What you are asked to do -> Convert the material below into a Markdown table with two columns, Row and Entry, giving each non-blank line its own numbered row and omitting blank lines.
....................
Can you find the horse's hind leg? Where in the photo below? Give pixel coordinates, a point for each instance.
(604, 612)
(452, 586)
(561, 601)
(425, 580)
....................
Expected output ->
| Row | Entry |
|---|---|
| 1 | Can you find the horse's hind leg? Where in the photo below? Give pixel coordinates, a point for each instance. |
| 2 | (604, 612) |
| 3 | (452, 586) |
| 4 | (561, 601) |
| 5 | (425, 580) |